Required actions:
a: Pull from the email thread the passage that begins at the words "On Wed, Sep 21, 2016 at 3:52" and stops after "help with that.", copied verbatim.
b: In the email thread, what is named as helping to suppress the warning when the conditional is in a macro?

On Wed, Sep 21, 2016 at 3:52 PM, Bernd Edlinger
<bernd.edlin...@hotmail.de> wrote:
> On 09/21/16 21:03, Jason Merrill wrote:
>> On Wed, Sep 21, 2016 at 11:43 AM, Bernd Edlinger
>> <bernd.edlin...@hotmail.de> wrote:
>>> On 09/21/16 17:00, Jason Merrill wrote:
>>>> On 09/20/2016 02:40 PM, Bernd Edlinger wrote:
>>>>> On 09/20/16 16:51, Jason Merrill wrote:
>>>>>> On Tue, Sep 20, 2016 at 10:11 AM, Bernd Edlinger
>>>>>> <bernd.edlin...@hotmail.de> wrote:
>>>>>>> I think I will have to suppress the warning if the conditional is in
>>>>>>> a macro somehow.
>>>>>>
>>>>>> from_macro_expansion_at will help with that.
>>>>>>
>>>>>> Though it seems to me that the issue here is more that (TARGET_FP16 ?

Point labeling examples:
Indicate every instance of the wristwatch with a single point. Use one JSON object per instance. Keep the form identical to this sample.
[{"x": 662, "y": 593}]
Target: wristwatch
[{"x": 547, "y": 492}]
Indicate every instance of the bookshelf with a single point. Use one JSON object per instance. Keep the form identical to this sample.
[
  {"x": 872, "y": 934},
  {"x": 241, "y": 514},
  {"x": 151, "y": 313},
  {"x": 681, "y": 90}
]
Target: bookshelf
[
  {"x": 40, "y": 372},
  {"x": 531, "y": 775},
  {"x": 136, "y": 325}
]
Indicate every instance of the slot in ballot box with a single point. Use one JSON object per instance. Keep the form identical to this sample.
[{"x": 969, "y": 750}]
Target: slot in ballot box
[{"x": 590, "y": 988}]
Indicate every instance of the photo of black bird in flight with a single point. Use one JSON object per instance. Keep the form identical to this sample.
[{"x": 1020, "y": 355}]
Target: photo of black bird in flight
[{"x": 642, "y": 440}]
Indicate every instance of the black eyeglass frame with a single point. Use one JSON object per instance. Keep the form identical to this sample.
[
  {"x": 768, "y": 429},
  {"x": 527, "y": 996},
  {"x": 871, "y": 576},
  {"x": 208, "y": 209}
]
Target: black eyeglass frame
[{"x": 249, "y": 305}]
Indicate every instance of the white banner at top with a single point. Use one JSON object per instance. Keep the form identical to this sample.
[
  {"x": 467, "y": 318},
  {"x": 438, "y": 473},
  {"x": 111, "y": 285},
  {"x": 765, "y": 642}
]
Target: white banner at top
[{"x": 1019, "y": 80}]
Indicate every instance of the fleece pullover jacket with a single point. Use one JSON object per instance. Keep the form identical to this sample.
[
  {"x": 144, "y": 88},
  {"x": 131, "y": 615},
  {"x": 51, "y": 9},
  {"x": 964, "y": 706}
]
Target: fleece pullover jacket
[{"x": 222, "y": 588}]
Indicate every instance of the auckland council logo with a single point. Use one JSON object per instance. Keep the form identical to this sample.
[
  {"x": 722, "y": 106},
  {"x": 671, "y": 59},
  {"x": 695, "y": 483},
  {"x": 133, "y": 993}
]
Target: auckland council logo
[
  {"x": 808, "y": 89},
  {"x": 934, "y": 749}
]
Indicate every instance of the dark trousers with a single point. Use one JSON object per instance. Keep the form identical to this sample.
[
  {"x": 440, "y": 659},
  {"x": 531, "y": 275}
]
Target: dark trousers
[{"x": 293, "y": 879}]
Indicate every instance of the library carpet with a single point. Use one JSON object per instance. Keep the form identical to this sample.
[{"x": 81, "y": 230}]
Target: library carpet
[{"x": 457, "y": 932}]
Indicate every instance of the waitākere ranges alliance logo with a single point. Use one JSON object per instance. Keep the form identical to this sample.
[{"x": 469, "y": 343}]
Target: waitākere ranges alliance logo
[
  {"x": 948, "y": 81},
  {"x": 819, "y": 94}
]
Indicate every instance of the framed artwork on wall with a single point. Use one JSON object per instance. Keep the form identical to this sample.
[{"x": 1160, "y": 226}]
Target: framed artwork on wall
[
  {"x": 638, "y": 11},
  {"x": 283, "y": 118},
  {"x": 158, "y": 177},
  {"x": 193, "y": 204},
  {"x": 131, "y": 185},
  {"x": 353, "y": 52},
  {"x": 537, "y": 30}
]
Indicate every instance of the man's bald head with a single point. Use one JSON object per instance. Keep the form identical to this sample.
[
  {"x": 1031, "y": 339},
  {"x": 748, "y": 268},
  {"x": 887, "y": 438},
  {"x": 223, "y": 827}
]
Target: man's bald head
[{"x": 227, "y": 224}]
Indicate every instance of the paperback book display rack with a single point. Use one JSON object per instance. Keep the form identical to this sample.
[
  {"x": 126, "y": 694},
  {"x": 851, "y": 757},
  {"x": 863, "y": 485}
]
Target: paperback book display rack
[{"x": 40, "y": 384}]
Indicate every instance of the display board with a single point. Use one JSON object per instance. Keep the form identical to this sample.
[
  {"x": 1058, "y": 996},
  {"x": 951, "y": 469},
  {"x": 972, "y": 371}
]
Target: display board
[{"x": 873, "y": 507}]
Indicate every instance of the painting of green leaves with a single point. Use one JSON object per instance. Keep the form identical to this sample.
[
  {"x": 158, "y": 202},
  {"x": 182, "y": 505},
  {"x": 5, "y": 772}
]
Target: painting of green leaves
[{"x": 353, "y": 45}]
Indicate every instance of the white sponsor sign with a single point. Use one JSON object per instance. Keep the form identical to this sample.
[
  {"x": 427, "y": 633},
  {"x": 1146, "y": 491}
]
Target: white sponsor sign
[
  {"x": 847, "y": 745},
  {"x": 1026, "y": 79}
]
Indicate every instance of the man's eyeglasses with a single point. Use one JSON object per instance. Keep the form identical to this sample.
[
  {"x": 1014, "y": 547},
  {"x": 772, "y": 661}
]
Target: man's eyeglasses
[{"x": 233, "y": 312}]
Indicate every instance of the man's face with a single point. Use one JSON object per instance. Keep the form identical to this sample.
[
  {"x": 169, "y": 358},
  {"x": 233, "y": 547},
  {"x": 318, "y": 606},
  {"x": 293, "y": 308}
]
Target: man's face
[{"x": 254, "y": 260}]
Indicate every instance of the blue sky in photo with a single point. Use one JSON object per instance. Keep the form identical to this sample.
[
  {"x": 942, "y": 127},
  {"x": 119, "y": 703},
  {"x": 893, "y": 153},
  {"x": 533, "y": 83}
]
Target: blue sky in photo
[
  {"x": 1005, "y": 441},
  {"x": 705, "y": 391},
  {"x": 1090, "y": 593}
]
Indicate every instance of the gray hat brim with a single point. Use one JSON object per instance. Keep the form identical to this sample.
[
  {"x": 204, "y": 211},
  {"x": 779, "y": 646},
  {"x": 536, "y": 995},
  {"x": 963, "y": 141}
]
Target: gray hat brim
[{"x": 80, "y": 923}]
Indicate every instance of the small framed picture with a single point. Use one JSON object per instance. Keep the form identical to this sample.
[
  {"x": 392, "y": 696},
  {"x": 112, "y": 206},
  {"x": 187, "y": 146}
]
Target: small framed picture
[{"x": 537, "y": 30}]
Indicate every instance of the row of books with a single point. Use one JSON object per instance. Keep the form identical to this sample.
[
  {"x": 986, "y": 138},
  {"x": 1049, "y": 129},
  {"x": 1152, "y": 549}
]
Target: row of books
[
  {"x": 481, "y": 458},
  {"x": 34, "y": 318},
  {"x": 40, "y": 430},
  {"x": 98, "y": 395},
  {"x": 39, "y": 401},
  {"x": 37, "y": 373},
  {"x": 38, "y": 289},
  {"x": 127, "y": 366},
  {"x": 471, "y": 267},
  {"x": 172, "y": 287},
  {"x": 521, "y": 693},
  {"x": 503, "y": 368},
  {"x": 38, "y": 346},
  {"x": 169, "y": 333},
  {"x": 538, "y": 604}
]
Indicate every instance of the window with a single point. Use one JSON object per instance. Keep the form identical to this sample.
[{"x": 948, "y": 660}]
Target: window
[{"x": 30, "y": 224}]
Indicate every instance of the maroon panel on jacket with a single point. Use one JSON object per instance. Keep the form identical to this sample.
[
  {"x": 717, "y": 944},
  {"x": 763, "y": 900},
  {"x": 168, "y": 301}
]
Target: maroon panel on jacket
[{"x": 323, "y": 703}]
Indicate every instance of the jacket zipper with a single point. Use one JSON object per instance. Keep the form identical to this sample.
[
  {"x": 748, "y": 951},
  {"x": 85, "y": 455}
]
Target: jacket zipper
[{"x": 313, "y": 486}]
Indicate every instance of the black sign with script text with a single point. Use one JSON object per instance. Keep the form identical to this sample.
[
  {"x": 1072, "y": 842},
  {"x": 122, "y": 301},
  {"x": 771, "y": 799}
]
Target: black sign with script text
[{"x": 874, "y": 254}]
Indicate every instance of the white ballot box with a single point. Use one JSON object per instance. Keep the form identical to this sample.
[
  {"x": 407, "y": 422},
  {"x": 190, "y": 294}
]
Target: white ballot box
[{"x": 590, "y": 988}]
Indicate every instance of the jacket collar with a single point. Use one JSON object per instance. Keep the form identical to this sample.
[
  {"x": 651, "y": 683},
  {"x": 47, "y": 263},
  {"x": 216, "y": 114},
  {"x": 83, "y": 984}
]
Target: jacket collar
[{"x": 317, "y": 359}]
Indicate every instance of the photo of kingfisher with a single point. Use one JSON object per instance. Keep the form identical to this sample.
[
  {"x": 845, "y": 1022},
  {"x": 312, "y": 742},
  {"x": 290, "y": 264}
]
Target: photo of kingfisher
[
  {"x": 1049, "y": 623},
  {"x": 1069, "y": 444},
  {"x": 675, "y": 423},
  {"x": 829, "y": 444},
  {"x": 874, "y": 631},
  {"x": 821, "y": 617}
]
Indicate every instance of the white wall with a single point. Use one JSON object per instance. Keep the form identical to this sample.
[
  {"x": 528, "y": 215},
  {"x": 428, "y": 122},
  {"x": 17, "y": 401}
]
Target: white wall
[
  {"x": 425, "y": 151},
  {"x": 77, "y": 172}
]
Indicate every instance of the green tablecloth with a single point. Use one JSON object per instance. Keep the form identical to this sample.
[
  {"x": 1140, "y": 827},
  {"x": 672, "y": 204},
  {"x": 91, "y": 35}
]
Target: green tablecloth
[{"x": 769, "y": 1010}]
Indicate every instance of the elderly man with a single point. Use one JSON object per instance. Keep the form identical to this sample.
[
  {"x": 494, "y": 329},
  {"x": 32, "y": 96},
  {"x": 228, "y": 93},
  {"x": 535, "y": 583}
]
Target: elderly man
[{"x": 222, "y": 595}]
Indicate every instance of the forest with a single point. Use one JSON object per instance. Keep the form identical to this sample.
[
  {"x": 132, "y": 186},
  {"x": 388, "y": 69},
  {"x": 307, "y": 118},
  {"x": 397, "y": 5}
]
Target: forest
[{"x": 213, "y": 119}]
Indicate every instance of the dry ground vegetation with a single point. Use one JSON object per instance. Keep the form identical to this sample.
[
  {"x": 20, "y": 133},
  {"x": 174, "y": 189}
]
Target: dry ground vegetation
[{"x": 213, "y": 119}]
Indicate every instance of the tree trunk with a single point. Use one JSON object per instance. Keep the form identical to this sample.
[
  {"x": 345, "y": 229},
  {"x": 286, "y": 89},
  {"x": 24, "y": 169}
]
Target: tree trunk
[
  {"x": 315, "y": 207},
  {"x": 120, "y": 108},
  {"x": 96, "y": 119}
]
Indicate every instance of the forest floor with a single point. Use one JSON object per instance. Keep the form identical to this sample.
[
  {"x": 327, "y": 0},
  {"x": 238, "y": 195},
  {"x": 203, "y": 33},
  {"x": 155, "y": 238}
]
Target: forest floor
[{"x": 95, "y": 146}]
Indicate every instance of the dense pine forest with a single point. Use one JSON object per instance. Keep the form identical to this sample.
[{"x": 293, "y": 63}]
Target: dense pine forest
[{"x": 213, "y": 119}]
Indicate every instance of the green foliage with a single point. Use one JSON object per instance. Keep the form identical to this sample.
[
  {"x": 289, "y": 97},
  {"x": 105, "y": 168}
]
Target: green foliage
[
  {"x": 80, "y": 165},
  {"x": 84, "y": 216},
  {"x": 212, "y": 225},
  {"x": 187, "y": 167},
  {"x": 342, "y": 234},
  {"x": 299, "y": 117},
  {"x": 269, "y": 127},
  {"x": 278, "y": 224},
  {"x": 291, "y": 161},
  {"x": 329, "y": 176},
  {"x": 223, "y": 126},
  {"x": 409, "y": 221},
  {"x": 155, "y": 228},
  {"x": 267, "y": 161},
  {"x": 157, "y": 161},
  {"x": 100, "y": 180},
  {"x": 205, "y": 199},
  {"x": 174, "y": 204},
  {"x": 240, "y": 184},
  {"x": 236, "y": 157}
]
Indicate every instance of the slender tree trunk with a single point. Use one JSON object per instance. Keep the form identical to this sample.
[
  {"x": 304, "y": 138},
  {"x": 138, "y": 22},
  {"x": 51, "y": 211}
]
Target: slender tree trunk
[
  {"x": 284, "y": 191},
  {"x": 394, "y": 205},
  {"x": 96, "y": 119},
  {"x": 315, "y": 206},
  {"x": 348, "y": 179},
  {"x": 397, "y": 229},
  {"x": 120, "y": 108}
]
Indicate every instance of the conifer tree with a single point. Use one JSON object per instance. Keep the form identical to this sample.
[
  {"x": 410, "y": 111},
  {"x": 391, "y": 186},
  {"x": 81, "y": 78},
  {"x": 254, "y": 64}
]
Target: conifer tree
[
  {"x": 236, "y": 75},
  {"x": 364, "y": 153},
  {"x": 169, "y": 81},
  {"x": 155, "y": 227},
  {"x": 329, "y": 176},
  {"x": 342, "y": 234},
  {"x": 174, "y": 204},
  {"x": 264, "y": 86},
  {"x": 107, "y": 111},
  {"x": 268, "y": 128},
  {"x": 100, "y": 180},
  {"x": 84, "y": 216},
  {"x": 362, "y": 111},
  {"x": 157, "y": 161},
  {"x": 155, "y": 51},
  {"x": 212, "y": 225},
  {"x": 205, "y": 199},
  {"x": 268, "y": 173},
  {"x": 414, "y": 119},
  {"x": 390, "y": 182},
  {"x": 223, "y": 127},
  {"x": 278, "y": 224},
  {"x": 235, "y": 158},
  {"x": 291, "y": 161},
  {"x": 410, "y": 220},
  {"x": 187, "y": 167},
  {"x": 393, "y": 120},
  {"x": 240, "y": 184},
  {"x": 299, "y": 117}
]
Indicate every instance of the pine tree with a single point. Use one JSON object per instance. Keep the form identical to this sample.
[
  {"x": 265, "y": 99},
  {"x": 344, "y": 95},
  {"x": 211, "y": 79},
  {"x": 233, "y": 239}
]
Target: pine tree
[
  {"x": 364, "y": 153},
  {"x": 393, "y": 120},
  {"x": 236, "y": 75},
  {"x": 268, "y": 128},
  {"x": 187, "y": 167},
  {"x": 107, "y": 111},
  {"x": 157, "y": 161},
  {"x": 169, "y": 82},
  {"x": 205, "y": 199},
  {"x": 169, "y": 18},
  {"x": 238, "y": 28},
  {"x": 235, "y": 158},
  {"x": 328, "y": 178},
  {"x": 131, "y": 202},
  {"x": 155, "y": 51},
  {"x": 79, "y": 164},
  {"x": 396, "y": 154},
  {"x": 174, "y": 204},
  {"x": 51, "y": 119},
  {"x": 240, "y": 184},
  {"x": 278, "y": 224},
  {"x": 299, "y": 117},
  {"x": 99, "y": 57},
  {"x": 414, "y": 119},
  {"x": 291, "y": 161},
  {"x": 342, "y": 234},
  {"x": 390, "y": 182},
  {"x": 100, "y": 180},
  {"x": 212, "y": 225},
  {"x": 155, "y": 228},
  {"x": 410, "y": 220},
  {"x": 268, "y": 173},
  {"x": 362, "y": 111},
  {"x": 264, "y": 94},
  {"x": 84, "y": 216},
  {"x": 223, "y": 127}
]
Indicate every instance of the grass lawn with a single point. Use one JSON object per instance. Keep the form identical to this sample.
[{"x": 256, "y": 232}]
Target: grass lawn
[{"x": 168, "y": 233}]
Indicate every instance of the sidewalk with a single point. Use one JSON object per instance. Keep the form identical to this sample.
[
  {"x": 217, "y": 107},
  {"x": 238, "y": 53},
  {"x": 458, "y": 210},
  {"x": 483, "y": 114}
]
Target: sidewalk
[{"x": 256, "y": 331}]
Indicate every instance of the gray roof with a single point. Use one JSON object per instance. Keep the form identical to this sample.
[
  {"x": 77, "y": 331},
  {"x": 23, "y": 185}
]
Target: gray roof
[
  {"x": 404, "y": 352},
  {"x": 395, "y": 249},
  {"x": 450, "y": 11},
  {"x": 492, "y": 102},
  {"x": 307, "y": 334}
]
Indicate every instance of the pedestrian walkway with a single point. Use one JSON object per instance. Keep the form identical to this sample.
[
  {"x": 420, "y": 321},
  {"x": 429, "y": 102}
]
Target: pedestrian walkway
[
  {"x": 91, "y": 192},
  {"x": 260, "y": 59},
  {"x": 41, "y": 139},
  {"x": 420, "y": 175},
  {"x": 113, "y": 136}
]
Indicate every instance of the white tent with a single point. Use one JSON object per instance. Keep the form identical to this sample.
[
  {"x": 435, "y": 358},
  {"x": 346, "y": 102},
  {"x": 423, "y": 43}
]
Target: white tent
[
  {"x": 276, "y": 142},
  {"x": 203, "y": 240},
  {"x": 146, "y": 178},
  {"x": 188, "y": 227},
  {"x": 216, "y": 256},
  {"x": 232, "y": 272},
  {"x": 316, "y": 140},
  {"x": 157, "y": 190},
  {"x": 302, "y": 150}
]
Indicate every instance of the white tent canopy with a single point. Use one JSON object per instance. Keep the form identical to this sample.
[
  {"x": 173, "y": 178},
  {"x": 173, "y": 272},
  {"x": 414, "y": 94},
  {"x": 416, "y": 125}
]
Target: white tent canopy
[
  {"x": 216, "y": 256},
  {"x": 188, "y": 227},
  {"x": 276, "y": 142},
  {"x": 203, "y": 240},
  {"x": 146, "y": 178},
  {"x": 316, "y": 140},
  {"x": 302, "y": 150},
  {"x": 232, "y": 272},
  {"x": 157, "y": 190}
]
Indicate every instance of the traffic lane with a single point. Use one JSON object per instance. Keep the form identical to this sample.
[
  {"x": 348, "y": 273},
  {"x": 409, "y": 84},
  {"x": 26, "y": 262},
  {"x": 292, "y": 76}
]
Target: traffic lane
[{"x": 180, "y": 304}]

Responses to the exercise:
a:
On Wed, Sep 21, 2016 at 3:52 PM, Bernd Edlinger
<bernd.edlin...@hotmail.de> wrote:
> On 09/21/16 21:03, Jason Merrill wrote:
>> On Wed, Sep 21, 2016 at 11:43 AM, Bernd Edlinger
>> <bernd.edlin...@hotmail.de> wrote:
>>> On 09/21/16 17:00, Jason Merrill wrote:
>>>> On 09/20/2016 02:40 PM, Bernd Edlinger wrote:
>>>>> On 09/20/16 16:51, Jason Merrill wrote:
>>>>>> On Tue, Sep 20, 2016 at 10:11 AM, Bernd Edlinger
>>>>>> <bernd.edlin...@hotmail.de> wrote:
>>>>>>> I think I will have to suppress the warning if the conditional is in
>>>>>>> a macro somehow.
>>>>>>
>>>>>> from_macro_expansion_at will help with that.

b: from_macro_expansion_at